▶ Your goal
Where does the word "truck" occur in the entries below? Copy every line that has it.
▼
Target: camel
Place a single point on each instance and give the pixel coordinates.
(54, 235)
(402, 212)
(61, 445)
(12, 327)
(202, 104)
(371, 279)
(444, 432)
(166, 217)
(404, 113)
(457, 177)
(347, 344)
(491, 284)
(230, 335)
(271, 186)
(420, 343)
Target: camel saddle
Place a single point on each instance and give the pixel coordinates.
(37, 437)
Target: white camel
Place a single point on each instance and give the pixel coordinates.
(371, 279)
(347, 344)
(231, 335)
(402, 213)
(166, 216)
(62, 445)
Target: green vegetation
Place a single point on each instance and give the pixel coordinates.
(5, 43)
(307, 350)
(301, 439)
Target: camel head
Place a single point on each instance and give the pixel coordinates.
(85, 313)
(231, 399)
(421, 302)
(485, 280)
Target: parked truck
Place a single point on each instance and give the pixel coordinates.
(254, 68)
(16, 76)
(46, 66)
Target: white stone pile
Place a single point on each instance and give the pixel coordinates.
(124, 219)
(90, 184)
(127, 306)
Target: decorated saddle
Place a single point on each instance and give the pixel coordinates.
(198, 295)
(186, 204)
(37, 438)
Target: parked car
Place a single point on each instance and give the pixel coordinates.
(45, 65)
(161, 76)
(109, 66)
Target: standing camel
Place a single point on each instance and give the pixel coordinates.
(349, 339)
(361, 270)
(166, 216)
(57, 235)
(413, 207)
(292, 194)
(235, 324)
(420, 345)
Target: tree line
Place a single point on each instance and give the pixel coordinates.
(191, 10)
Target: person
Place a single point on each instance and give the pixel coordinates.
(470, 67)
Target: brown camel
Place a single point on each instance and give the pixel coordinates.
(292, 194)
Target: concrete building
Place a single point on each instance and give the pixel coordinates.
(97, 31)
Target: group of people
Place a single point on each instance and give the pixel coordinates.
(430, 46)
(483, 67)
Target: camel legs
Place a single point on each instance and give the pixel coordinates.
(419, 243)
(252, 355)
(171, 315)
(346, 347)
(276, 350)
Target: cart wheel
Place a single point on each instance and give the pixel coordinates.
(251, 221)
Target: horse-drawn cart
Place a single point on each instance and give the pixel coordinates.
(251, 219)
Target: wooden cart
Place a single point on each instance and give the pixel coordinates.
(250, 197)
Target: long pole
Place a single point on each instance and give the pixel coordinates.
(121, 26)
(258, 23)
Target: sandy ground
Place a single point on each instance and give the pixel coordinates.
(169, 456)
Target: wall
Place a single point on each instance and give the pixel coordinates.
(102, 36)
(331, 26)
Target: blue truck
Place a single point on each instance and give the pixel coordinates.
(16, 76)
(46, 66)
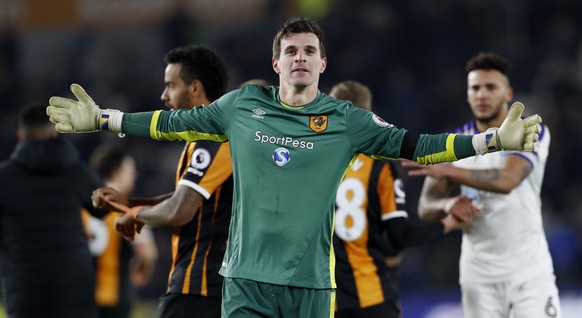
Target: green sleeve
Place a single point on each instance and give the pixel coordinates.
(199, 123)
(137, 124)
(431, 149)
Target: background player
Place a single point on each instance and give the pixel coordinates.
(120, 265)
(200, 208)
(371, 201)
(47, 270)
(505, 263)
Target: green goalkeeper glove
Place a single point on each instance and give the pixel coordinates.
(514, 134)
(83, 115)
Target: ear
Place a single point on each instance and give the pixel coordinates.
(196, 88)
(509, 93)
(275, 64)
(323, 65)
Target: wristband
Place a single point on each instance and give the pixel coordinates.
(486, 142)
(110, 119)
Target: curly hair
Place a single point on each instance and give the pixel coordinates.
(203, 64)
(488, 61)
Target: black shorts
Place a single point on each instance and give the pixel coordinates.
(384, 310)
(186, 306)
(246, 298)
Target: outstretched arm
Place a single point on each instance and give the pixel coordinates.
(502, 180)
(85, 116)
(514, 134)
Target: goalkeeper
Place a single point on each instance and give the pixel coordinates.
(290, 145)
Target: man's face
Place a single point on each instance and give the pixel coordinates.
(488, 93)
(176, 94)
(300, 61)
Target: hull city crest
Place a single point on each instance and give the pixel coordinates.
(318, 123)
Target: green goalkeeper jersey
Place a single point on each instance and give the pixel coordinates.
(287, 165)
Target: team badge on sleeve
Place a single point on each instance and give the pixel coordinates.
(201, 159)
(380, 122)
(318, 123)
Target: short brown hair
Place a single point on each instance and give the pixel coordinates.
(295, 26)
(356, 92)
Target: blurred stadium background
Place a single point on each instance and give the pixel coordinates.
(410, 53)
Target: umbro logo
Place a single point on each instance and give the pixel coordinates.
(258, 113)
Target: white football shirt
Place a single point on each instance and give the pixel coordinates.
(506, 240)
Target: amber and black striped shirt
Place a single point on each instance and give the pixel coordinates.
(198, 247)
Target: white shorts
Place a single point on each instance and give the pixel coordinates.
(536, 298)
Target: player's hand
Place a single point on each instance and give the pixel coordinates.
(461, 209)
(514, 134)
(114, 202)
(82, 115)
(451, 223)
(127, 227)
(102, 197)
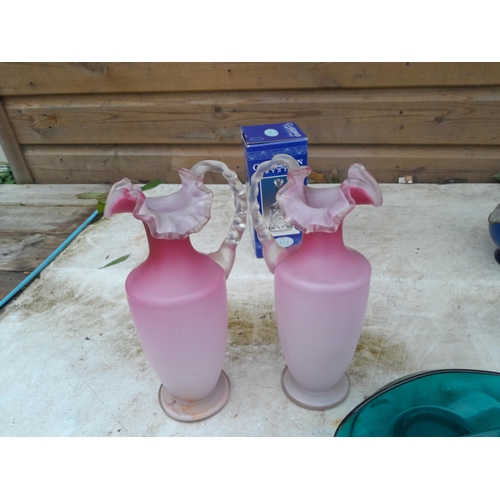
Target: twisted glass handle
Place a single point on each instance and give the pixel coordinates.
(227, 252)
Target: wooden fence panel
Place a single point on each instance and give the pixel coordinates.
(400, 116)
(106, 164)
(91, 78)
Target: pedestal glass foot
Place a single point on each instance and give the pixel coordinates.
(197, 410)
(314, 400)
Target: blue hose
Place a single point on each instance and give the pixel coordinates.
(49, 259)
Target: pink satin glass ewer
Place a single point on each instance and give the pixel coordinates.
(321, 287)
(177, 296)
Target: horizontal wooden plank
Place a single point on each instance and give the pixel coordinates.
▲
▼
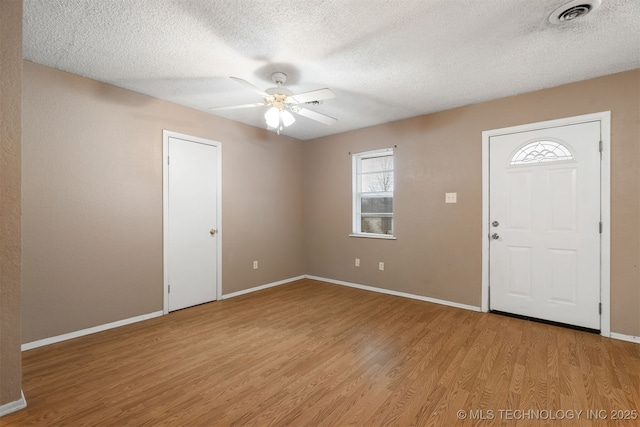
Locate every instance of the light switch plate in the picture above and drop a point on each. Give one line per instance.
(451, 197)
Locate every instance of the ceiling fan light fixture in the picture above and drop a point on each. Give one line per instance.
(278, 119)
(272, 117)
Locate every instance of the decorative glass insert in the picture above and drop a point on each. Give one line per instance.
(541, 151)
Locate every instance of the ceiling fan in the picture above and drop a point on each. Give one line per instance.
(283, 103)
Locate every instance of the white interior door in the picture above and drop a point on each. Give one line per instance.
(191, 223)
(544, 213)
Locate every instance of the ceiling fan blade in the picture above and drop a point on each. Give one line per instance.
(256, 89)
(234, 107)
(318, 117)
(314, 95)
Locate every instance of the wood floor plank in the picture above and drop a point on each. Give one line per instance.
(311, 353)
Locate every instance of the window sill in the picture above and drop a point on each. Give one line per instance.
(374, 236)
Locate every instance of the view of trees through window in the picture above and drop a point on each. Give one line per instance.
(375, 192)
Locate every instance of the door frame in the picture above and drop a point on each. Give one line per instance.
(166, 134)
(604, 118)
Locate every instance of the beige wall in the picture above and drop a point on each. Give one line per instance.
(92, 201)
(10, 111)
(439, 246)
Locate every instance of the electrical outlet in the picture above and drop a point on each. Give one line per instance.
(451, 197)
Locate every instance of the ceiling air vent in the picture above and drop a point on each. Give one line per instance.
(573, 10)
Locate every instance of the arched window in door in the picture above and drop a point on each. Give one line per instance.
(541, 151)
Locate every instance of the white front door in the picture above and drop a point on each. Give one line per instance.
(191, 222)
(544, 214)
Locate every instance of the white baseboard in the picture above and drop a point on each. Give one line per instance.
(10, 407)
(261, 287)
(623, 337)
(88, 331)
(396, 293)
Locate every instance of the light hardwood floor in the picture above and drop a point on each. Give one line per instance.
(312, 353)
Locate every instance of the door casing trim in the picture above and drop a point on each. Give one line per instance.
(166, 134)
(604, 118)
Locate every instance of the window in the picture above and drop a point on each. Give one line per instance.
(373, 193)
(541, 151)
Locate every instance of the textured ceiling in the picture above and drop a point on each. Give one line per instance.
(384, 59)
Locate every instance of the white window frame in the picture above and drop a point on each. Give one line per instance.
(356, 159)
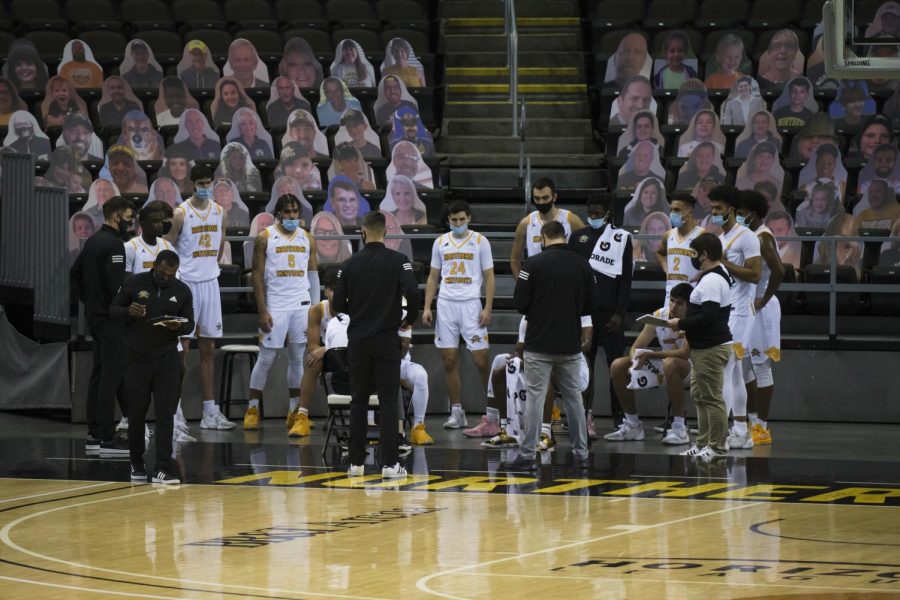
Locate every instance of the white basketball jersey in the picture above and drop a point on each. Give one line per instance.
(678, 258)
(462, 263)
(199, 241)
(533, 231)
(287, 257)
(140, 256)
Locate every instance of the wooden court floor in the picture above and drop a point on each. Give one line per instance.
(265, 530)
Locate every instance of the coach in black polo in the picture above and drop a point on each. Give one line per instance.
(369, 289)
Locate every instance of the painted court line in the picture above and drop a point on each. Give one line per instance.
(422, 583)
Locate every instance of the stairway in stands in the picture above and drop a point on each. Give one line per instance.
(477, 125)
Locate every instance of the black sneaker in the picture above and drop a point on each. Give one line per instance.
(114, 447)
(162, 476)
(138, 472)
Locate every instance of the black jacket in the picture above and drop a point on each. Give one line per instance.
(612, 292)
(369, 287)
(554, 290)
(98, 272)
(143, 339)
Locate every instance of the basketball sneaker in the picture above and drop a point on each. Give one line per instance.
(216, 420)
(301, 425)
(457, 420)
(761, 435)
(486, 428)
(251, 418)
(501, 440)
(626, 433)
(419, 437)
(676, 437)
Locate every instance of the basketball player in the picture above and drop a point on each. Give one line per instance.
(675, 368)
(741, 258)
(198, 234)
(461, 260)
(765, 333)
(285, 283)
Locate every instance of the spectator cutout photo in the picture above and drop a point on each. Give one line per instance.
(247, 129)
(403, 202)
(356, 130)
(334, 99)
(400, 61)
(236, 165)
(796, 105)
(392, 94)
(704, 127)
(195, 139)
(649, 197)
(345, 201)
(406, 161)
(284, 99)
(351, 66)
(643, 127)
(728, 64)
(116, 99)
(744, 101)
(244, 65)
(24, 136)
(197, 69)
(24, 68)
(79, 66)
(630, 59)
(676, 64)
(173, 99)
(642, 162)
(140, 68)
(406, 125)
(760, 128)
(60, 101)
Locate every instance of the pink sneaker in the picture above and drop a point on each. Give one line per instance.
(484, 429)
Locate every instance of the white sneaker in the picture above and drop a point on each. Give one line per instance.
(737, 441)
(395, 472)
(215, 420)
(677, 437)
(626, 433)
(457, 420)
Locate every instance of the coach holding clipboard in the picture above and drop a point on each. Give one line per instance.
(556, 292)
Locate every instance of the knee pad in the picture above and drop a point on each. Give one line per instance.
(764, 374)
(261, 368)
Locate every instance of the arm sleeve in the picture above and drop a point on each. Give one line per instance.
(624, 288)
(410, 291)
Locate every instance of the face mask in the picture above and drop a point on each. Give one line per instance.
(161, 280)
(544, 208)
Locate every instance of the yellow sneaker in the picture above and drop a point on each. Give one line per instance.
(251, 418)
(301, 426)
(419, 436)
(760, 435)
▲
▶ Written reply
Target: parked truck
Target: blue truck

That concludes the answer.